Source data:

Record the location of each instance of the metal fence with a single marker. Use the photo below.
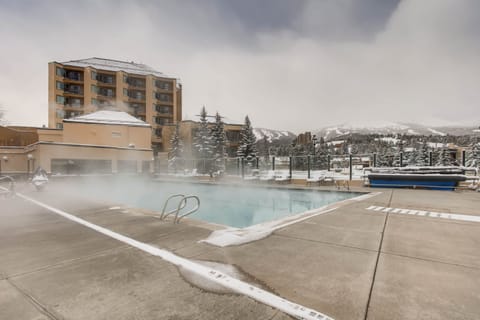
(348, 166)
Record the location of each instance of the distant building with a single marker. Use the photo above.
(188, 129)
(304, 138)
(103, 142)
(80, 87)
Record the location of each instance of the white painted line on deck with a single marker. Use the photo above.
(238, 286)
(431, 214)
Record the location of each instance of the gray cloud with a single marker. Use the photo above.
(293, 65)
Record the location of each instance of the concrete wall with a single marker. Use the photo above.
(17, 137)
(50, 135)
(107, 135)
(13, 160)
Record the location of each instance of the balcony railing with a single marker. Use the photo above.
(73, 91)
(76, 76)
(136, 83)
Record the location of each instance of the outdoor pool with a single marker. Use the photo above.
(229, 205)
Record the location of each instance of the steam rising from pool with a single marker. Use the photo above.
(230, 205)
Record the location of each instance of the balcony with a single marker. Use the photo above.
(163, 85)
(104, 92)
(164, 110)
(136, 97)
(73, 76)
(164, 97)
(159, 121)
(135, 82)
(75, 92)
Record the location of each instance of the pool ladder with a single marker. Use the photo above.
---
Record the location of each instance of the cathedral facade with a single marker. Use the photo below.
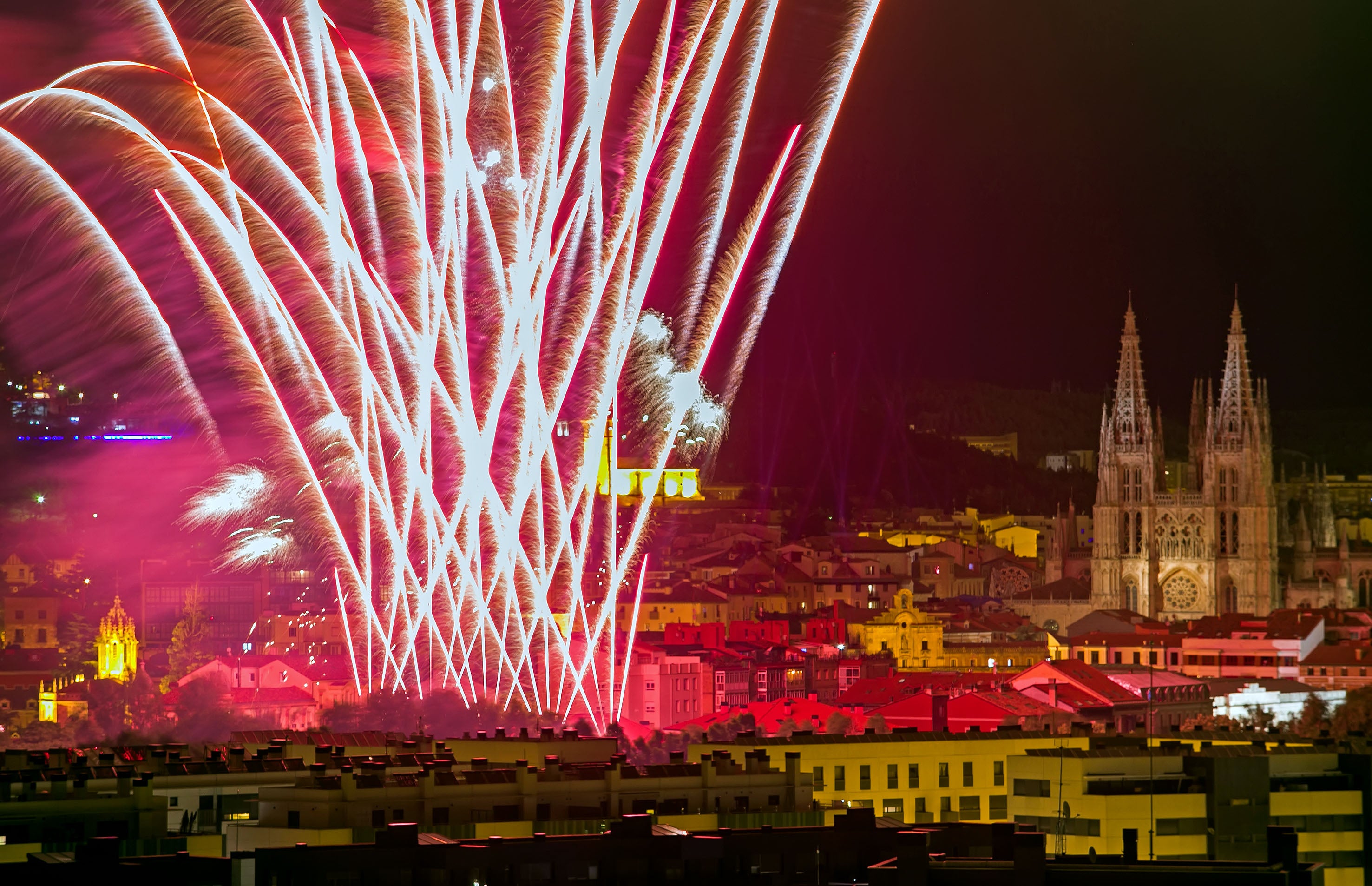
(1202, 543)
---
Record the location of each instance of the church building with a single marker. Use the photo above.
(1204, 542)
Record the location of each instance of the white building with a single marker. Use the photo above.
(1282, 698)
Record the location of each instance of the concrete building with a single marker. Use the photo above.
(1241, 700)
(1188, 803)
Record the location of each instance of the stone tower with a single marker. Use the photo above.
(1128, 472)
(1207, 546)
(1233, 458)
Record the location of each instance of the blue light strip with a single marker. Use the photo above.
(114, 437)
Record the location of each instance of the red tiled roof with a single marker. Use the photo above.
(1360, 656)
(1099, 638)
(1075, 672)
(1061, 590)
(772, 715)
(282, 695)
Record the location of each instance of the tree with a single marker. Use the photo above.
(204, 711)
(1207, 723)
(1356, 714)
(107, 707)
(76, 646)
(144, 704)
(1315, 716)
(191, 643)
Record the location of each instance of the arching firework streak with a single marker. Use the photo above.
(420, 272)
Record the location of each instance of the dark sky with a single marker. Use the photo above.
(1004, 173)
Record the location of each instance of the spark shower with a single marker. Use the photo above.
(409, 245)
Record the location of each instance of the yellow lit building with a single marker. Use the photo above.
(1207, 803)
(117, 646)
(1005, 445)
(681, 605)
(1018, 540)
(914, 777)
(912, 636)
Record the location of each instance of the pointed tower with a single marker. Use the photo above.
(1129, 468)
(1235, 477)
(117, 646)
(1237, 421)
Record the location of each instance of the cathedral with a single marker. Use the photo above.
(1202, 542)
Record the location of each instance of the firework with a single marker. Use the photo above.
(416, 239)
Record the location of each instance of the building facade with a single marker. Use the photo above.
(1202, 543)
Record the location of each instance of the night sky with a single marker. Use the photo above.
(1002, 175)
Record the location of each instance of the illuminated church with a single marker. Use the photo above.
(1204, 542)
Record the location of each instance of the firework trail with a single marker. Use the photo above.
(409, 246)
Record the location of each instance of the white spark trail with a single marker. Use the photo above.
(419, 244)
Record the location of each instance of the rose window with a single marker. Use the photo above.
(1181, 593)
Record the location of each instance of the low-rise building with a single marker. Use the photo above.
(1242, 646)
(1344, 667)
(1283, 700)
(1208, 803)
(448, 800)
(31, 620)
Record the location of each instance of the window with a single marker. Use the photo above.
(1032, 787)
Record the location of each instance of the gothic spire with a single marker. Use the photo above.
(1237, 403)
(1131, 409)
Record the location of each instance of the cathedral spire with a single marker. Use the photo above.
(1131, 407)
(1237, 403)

Work to complete: Output the stretch of the listing from the line containing "Record the location of each instance of the steam" through the line containing "Record the location of each instance of the pool" as a JSON list of strings, one string per line and no entries for blank lines.

Result:
[
  "Record the location of each instance of the steam rising from pool with a single marker. Use the photo above.",
  "(230, 205)",
  "Record the location of each instance of the balcony with a single marker. Use the photo above.",
  "(163, 85)",
  "(104, 92)",
  "(164, 110)",
  "(136, 97)",
  "(73, 76)",
  "(164, 97)",
  "(159, 121)",
  "(135, 82)",
  "(75, 92)",
  "Record the location of each instance of the pool ladder with a single marker. Use the photo above."
]